#### [Your task]
The expected output is a copy of every line in the records with the string "green".

#### [Extracted entries]
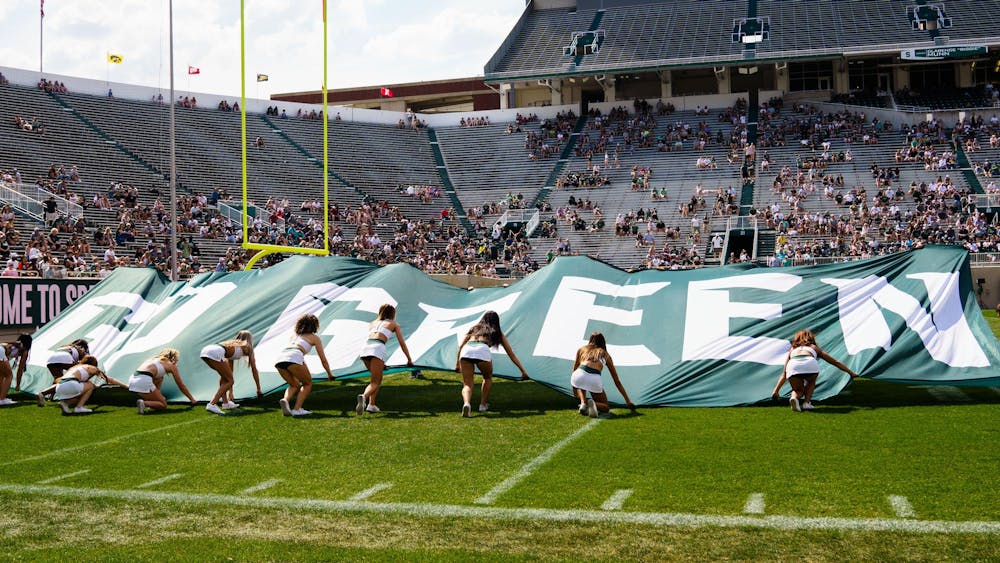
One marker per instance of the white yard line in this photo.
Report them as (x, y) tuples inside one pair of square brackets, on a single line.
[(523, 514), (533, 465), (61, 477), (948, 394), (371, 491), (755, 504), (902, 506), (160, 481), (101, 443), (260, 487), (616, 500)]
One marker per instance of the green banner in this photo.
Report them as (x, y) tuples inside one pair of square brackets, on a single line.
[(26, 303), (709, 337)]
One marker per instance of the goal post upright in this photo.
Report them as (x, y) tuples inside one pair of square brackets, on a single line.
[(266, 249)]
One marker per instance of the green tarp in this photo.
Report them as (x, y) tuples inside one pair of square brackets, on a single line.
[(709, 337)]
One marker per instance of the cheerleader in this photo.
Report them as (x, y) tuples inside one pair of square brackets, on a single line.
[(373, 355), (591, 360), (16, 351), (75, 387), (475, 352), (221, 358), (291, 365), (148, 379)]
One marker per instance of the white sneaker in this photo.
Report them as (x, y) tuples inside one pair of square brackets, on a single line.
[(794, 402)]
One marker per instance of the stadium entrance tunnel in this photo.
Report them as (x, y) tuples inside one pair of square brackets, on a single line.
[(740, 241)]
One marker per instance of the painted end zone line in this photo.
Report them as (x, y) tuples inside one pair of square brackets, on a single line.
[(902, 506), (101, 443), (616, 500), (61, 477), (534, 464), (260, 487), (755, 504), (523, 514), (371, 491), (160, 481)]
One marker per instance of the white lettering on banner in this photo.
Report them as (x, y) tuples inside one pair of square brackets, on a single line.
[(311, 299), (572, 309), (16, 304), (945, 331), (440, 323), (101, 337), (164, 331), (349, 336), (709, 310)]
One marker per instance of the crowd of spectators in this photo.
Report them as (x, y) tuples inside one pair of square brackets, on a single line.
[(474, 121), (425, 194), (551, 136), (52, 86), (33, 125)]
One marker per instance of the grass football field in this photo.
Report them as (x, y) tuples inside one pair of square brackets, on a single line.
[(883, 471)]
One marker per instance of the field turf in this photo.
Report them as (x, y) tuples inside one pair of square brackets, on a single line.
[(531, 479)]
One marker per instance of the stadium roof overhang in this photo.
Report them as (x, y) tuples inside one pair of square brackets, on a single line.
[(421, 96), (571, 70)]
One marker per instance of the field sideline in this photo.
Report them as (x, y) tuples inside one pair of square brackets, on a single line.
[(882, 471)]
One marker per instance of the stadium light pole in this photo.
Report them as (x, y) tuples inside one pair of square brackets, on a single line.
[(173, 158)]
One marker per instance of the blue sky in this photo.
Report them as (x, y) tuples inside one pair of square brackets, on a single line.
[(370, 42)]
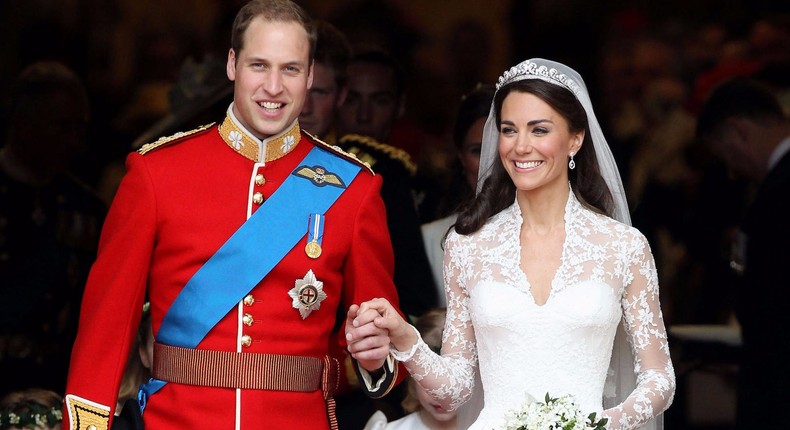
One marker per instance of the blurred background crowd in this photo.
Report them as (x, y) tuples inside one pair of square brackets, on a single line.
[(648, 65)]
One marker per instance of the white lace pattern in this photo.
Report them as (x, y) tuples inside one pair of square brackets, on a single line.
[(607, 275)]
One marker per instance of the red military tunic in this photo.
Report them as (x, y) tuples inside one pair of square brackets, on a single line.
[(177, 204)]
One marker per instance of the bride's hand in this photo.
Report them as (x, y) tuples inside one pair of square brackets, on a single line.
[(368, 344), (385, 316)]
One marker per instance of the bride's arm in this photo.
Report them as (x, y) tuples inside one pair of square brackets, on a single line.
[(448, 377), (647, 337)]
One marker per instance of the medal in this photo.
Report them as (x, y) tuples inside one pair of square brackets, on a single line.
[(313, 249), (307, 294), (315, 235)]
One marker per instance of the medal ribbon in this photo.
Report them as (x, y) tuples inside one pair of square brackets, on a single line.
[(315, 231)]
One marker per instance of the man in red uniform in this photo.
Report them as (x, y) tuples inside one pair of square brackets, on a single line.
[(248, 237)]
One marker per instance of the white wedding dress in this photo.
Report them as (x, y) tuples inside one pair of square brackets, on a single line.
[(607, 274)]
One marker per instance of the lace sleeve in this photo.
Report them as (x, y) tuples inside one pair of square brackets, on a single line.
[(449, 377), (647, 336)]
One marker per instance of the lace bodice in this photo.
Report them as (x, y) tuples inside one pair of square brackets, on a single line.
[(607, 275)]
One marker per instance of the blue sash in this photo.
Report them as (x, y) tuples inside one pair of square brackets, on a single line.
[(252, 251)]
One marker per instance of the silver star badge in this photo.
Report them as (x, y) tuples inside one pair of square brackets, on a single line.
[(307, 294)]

#### [Reply to the exercise]
One marker per instance of the green banner in this photo.
One marker per instance of the green tarp in this photo.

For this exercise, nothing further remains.